• DATA FOR THIS TASK
********
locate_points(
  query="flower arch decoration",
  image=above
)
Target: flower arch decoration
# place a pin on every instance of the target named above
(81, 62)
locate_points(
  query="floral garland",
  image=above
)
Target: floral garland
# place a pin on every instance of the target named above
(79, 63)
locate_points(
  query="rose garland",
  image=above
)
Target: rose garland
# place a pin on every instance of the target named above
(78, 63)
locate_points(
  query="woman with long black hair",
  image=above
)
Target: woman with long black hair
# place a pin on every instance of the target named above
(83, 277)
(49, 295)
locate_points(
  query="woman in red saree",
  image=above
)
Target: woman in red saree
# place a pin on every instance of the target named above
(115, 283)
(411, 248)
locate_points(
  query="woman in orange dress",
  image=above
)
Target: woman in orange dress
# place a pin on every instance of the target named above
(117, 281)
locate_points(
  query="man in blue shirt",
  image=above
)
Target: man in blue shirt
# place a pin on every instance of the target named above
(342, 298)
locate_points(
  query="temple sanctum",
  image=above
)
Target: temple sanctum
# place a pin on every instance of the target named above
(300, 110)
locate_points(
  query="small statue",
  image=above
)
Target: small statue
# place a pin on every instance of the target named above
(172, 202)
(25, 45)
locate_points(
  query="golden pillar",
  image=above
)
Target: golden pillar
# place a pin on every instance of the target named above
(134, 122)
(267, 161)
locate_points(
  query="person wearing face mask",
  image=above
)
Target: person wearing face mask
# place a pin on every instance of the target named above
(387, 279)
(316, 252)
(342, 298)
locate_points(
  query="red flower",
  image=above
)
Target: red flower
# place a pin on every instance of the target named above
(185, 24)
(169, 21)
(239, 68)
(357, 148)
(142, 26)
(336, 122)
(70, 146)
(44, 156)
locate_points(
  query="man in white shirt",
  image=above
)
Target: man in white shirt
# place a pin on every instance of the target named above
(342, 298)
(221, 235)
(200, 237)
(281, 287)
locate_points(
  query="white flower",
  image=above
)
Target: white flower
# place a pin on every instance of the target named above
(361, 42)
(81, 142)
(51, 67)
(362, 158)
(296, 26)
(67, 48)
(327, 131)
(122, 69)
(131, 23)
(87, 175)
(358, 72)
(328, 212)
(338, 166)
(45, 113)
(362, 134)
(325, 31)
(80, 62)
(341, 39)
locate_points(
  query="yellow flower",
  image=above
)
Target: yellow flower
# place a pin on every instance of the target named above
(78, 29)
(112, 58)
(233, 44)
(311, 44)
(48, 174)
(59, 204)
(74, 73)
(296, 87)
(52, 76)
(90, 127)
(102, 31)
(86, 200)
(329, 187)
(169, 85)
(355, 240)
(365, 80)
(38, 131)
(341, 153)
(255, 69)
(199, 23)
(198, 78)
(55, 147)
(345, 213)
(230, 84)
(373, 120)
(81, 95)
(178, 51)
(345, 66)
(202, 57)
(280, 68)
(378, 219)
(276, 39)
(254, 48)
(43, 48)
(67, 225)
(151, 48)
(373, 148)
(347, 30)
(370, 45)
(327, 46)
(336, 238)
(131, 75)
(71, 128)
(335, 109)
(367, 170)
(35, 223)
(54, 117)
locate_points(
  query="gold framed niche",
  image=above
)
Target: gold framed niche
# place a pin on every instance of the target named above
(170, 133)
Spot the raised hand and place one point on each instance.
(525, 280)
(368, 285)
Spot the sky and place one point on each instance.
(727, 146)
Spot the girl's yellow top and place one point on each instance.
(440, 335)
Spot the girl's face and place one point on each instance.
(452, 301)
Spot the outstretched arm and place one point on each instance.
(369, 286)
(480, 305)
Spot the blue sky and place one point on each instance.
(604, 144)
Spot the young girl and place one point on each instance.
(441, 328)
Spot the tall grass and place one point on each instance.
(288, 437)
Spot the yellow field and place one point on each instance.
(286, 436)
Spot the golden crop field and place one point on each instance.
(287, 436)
********
• EXERCISE REQUIREMENTS
Without omission, retype the full listing shown above.

• RESULT
locate_points(
  query="flower arch decoration",
  image=above
)
Target: flower arch decoration
# place a pin on every instance of the target named above
(81, 62)
locate_points(
  query="floral garland",
  image=above
)
Target: floral garland
# place a pin on every instance of the target named above
(79, 63)
locate_points(
  query="rose garland",
  image=above
)
Target: rose garland
# place a pin on every instance of the target named above
(78, 63)
locate_points(
  query="woman with long black hair",
  image=above
)
Target: woman with long black hair
# place a pin on every instance of the target named above
(83, 277)
(49, 295)
locate_points(
  query="woman in red saree",
  image=above
)
Target: woman in red saree
# place a pin on every instance of the target named above
(115, 283)
(411, 248)
locate_points(
  query="woman in orange dress",
  image=above
)
Target: woman in orange dress
# place a pin on every instance of the target named above
(117, 281)
locate_points(
  query="man in blue shirt",
  image=above
)
Target: man in blue shirt
# place a pin on every instance of the target named above
(342, 298)
locate_points(
  query="temple sanctum",
  image=above
)
Target: temple sanctum
# place a pin on every instance of the target named above
(300, 110)
locate_points(
  query="small statue",
  image=above
)
Target: small statue
# place a pin on every instance of the target named above
(172, 202)
(25, 45)
locate_points(
  query="golden pillar",
  image=above
)
Target: golden pillar
# place a pin on every instance of the target named above
(134, 122)
(267, 161)
locate_points(
  query="person wearing face mask",
  image=above
)
Target: person wearing face mask
# place a pin on every instance of the target named above
(387, 279)
(316, 252)
(342, 298)
locate_points(
  query="red flower",
  image=above
)
Target: red flower
# place a pin on every instance of the target named above
(185, 24)
(169, 21)
(239, 68)
(357, 148)
(142, 26)
(336, 122)
(70, 146)
(44, 156)
locate_points(
  query="man in white shirt",
  image=above
)
Target: man in white shirt
# place a pin on every instance of the target named above
(342, 298)
(221, 235)
(200, 237)
(281, 287)
locate_points(
  query="white flower",
  image=above
)
Target: white flower
# place a pin on every instance of the target named above
(361, 42)
(81, 142)
(51, 67)
(362, 158)
(296, 26)
(67, 48)
(327, 131)
(122, 69)
(131, 23)
(87, 175)
(358, 72)
(328, 212)
(338, 166)
(45, 113)
(362, 134)
(325, 31)
(80, 62)
(341, 39)
locate_points(
  query="yellow flower",
  image=above
)
Target: yellow flower
# place a pin on every instance of the target named above
(78, 29)
(112, 58)
(233, 44)
(311, 44)
(48, 174)
(59, 204)
(74, 73)
(296, 87)
(52, 76)
(90, 127)
(102, 31)
(86, 200)
(329, 187)
(169, 85)
(355, 240)
(365, 80)
(38, 131)
(341, 153)
(255, 69)
(199, 23)
(198, 78)
(55, 147)
(345, 213)
(230, 84)
(373, 120)
(81, 95)
(178, 51)
(345, 66)
(202, 57)
(280, 68)
(378, 219)
(276, 39)
(254, 48)
(43, 48)
(67, 225)
(151, 48)
(373, 148)
(347, 30)
(370, 45)
(327, 46)
(336, 238)
(131, 75)
(71, 128)
(335, 109)
(367, 170)
(35, 223)
(54, 117)
locate_points(
  query="gold framed niche",
  image=above
)
Target: gold framed niche
# place a pin on every instance of the target named above
(170, 133)
Spot the raised hand and place one point on each instance.
(525, 280)
(368, 285)
Spot the sky and place one point on each instance.
(727, 146)
Spot the girl's yellow top and place one point on each instance.
(440, 335)
Spot the girl's face and place one point on each instance.
(452, 301)
Spot the outstretched arm and place one point on each instance.
(369, 286)
(480, 305)
Spot the blue sky and place one point on each instance.
(604, 144)
Spot the young girl and place one point on each instance.
(441, 328)
Spot the tall grass and place one point on each instance.
(288, 437)
Spot the yellow field and place one point on each instance.
(286, 436)
Spot the golden crop field and place one point on each instance.
(287, 436)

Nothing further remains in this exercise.